Data items
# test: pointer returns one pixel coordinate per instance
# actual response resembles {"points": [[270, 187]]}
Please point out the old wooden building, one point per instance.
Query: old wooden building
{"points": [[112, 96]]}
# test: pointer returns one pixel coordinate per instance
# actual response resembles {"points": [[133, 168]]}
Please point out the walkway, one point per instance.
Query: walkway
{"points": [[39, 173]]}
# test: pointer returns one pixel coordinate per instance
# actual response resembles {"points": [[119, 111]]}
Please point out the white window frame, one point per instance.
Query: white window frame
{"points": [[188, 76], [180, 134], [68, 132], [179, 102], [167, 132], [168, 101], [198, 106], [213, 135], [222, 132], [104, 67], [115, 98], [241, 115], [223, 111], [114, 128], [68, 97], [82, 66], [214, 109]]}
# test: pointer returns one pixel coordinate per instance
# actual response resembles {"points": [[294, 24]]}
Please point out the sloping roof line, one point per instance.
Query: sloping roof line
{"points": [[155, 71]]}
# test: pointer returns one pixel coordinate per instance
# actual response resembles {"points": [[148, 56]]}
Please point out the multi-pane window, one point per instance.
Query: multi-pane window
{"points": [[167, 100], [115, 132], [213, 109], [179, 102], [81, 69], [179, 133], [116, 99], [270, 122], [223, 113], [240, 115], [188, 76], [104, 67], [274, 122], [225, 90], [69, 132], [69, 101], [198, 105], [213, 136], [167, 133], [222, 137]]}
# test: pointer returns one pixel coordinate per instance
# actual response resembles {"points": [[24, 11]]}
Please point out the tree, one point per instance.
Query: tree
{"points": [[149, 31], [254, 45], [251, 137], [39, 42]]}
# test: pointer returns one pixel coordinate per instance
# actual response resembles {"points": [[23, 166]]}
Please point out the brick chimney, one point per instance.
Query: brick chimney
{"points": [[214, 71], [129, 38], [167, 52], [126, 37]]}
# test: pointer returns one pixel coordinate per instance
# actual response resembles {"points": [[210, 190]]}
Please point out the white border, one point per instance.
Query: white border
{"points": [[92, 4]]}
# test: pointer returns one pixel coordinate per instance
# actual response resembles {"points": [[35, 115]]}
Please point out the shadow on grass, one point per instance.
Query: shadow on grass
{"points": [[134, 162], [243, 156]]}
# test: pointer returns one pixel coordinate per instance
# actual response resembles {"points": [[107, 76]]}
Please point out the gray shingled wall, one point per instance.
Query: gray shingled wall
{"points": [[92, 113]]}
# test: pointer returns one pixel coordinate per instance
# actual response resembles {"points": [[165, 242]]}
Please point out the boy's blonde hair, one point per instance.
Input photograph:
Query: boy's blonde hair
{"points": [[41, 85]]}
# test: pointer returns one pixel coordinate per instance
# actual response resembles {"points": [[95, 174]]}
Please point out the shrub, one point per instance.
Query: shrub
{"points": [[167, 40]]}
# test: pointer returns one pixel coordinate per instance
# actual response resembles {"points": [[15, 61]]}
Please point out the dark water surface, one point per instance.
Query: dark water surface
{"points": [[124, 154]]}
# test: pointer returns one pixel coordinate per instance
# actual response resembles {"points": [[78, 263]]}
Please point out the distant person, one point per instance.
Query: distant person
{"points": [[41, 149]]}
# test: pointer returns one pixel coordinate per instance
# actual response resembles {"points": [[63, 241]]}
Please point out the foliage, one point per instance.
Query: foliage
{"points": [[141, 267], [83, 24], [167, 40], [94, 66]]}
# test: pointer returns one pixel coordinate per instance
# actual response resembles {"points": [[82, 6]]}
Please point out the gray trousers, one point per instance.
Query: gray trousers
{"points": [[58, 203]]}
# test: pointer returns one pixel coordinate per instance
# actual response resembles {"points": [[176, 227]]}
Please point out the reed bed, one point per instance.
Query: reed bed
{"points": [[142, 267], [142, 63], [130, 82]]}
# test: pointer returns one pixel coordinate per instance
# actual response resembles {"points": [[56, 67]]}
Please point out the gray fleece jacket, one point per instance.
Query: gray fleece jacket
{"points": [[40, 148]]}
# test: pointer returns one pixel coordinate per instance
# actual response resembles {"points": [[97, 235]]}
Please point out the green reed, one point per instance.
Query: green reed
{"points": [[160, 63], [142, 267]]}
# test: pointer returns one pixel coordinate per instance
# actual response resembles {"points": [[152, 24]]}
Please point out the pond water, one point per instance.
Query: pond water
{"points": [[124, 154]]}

PROBLEM TO WORK ON:
Quote each line above in full, word for word.

SOLUTION TO THE PROBLEM:
# test: pointer returns one pixel coordinate per instance
# actual response resembles {"points": [[270, 187]]}
Please point out the old wooden building, one point per instance.
Query: old wooden building
{"points": [[112, 96]]}
# test: pointer returns one pixel coordinate per instance
# actual response resembles {"points": [[133, 168]]}
Please point out the walkway, one point per instance.
Query: walkway
{"points": [[39, 173]]}
# test: pointer returns one pixel coordinate per instance
# actual response resembles {"points": [[119, 111]]}
Please point out the white window frame, one point per instance.
Query: white window frame
{"points": [[188, 76], [180, 134], [68, 132], [179, 102], [167, 132], [168, 101], [198, 106], [213, 135], [222, 132], [104, 67], [115, 98], [241, 115], [223, 111], [114, 128], [68, 97], [82, 66], [214, 109]]}
# test: pointer returns one pixel coordinate per instance
# actual response resembles {"points": [[294, 24]]}
Please point out the sloping roof line, one point per instance.
Query: sloping roof line
{"points": [[155, 71]]}
# test: pointer returns one pixel coordinate per instance
# actual response resembles {"points": [[148, 56]]}
Please point out the multi-pane window, one point per instance.
Query: multi-pane window
{"points": [[167, 100], [115, 132], [213, 109], [179, 102], [81, 69], [179, 133], [116, 99], [270, 122], [223, 113], [240, 115], [188, 76], [104, 67], [274, 122], [225, 90], [69, 132], [69, 101], [198, 105], [213, 136], [167, 133], [222, 137]]}
# test: pointer returns one pixel coordinate per instance
# actual response resembles {"points": [[24, 11]]}
Please point out the tree, one point per instance.
Query: tree
{"points": [[149, 31], [254, 45], [251, 137], [39, 42]]}
# test: pointer returns one pixel coordinate per instance
# actual response resembles {"points": [[23, 166]]}
Please point out the brick chimney, one point per instance.
Query: brick chimney
{"points": [[214, 71], [129, 38], [167, 52], [126, 37]]}
# test: pointer returns one pixel coordinate per instance
# actual response resembles {"points": [[210, 190]]}
Please point out the white border, one point per instance.
Query: white border
{"points": [[92, 4]]}
# test: pointer returns one pixel coordinate per instance
# actual response resembles {"points": [[35, 115]]}
Please point out the shadow on grass, one point per instance.
Query: shadow on grass
{"points": [[134, 162], [243, 156]]}
# test: pointer returns one pixel coordinate per instance
# actual response resembles {"points": [[107, 76]]}
Please point out the gray shingled wall, one point per instance.
Query: gray shingled wall
{"points": [[92, 113]]}
# test: pointer returns one pixel coordinate per instance
# actual response resembles {"points": [[165, 242]]}
Please point out the boy's blonde hair, one point per instance.
Input photograph:
Query: boy's blonde hair
{"points": [[41, 85]]}
# test: pointer returns one pixel coordinate per instance
# actual response resembles {"points": [[95, 174]]}
Please point out the shrub, one point per instance.
Query: shrub
{"points": [[167, 40]]}
# test: pointer returns one pixel coordinate per instance
# actual response resembles {"points": [[15, 61]]}
Please point out the dark water surface, one point per instance.
Query: dark water surface
{"points": [[124, 154]]}
# test: pointer returns one pixel coordinate per instance
# actual response resembles {"points": [[78, 263]]}
Please point out the distant person, one point per instance.
Query: distant person
{"points": [[41, 149]]}
# test: pointer returns one pixel coordinate per instance
# actual response resembles {"points": [[63, 241]]}
Please point out the foliage, one point per instance.
Query: foliage
{"points": [[141, 267], [83, 24], [167, 40], [94, 66]]}
# test: pointer returns one pixel coordinate per instance
# actual response resembles {"points": [[82, 6]]}
Please point out the gray trousers, one point per instance.
Query: gray trousers
{"points": [[58, 203]]}
# test: pointer returns one pixel coordinate per instance
# actual response resembles {"points": [[176, 227]]}
Please point out the reed bed, one point per instance.
Query: reed bed
{"points": [[142, 267], [142, 63], [130, 82]]}
# test: pointer returns one pixel coordinate per instance
# actual response resembles {"points": [[56, 67]]}
Please point out the gray fleece jacket, one point per instance.
Query: gray fleece jacket
{"points": [[40, 148]]}
# test: pointer returns one pixel coordinate per instance
# actual response resembles {"points": [[97, 235]]}
Please point out the green reed, one point per instance.
Query: green reed
{"points": [[160, 63], [142, 267]]}
# test: pointer returns one pixel coordinate per instance
# actual response resembles {"points": [[152, 24]]}
Please point out the pond water, one point per instance.
Query: pond water
{"points": [[124, 154]]}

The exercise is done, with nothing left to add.